* Selected extract
....................
My wife and I were once lucky enough to hike the Grand Canyon, making our way down from the South Rim to Bright Angel Campground. I can’t possibly recommend the experience enough.
It’s amazing to be inside that place and see what the river has created. Despite all the obvious evidence around us, it was hard to believe that anything was ever any different. That, in fact, the water had cut out a meandering, changing path through over a mile of rock.
Our guide described how some of this took millions of years, but that there is also evidence of dramatic changes driven by cataclysmic events. I think of the progression (let’s think positively) of healthcare the same way.
Often, little seems to change—maybe some regulations here and there that open or close opportunities. Maybe some new technologies, procedures, business models. But at other times, we have Edward Jenner figuring out vaccinations, Louis Pasteur giving us safer food, and world wars driving innovation in trauma care. Perhaps our current challenge, COVID-19, will give rise to higher levels of respect and investment in public health, infectious disease, and preventive care efforts.
The important point here is that every change—slow or fast, large or small—creates both opportunities and risks. Risks of not adjusting to the new dynamic, either by choice or ability. Opportunities to embrace the new concept, process, or market conditions and lead the industry into an upward trajectory.
So, what can you do to navigate an unpredictable and constantly changing landscape? Today, while many companies are “turtling,” pulling their heads in and going into self-protective mode, others like Fidelity and Amazon are leaning in. They realize that crises offer the best time to invest in themselves and their businesses—to get more efficient and prepare to grow when the market comes back.
It’s important, no matter the industry, to look beyond the immediate risks and prepare for the long-term opportunities. We see many of our payer clients doing the same. They’re investing in optimization solutions now to double down on short-term ROI, long-term transformation, and a sustainable growth strategy. They are tightening up internal workflows and associated costs to be more efficient and agile and control administrative expenses.
Health plans with more agile product lifecycle management can jump-start speed-to-market with the innovative products consumers are expecting. This is essential for health plans to gain a competitive edge when the market finds its next “new normal.”
At the end of the day, it doesn’t matter whether change comes through inexorable friction or flash floods. You can only control certain things. Perhaps the single most important thing you can control is when and how you react to that change. That’s what can give you a competitive edge.
....................
Region pointing data:
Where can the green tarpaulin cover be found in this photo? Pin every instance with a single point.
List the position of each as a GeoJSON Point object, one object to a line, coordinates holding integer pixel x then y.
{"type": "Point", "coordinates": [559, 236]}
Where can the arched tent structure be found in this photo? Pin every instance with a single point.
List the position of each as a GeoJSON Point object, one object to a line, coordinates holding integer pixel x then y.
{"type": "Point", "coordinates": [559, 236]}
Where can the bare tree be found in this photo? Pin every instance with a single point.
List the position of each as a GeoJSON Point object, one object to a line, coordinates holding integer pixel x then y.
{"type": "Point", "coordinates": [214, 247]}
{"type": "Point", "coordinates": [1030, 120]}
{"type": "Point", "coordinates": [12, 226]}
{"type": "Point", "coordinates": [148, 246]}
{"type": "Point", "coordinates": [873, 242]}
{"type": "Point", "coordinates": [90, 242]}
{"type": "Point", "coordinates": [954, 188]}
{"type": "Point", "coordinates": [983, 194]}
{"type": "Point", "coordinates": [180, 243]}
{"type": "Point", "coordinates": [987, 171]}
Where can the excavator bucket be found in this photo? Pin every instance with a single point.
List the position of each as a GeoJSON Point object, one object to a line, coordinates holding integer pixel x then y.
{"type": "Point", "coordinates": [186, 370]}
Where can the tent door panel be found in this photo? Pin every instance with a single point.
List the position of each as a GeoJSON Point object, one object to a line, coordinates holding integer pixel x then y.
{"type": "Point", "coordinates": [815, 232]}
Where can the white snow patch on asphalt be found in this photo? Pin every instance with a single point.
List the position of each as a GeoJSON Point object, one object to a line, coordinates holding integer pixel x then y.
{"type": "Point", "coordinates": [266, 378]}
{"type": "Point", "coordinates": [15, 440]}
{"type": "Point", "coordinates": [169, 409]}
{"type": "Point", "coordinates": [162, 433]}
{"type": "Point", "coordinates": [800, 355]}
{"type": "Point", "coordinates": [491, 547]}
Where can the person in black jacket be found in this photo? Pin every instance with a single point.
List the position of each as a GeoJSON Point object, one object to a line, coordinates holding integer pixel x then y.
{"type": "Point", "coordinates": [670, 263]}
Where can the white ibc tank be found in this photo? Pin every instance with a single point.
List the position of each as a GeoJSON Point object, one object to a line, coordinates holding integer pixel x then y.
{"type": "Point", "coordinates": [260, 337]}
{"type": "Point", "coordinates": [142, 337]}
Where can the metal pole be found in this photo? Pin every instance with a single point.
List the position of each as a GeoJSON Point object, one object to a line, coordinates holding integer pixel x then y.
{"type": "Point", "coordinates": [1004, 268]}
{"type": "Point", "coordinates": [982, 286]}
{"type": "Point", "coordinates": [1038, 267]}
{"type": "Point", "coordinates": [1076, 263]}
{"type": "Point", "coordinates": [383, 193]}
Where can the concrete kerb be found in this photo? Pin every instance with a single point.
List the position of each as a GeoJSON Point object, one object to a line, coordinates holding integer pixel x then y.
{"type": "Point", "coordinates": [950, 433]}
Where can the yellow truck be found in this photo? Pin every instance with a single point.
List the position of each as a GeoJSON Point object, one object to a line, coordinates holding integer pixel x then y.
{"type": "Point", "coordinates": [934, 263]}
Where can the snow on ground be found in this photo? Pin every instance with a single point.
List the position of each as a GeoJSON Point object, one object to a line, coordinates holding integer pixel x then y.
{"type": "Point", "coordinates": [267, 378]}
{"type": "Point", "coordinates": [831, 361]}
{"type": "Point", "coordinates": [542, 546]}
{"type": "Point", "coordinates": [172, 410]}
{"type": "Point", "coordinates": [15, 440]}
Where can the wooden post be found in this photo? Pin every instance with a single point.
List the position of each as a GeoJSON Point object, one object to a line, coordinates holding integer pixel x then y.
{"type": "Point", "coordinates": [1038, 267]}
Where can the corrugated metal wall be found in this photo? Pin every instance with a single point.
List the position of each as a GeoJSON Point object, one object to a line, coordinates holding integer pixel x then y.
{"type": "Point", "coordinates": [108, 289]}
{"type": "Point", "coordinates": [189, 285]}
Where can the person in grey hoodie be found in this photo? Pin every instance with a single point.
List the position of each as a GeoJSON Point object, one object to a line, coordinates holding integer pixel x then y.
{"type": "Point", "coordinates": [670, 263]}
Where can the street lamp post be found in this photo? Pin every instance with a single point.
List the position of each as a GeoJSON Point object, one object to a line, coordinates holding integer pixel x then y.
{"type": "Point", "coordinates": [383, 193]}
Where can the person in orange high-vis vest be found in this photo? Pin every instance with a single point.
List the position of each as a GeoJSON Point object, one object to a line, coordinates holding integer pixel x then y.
....................
* Problems to work on
A. In the essay on change, repeat the passage from "It’s important, no" up to and including "control administrative expenses.".
B. For each statement, say whether it agrees with the essay on change, answering yes or no and quoting the words from the essay that decide it. (i) The hike went down from the North Rim to Bright Angel Campground. (ii) Fidelity and Amazon are named as companies that are leaning in. (iii) The guide said that all of the changes took millions of years.

* Solved tasks
A.
It’s important, no matter the industry, to look beyond the immediate risks and prepare for the long-term opportunities. We see many of our payer clients doing the same. They’re investing in optimization solutions now to double down on short-term ROI, long-term transformation, and a sustainable growth strategy. They are tightening up internal workflows and associated costs to be more efficient and agile and control administrative expenses.

B.
(i) No: "making our way down from the South Rim to Bright Angel Campground."
(ii) Yes: "others like Fidelity and Amazon are leaning in."
(iii) No: "some of this took millions of years, but that there is also evidence of dramatic changes driven by cataclysmic events."